● **Work to be completed**: Could you render the data below as a JSON list of strings, with one string for each line and any blank lines omitted?

A block of data:
___

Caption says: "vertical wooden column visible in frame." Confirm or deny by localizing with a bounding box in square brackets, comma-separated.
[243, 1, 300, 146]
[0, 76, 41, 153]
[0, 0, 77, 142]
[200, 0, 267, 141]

___

● **Exercise response**:
[
  "Caption says: \"vertical wooden column visible in frame.\" Confirm or deny by localizing with a bounding box in square brackets, comma-separated.",
  "[243, 1, 300, 146]",
  "[0, 76, 41, 153]",
  "[0, 0, 77, 142]",
  "[200, 0, 267, 141]"
]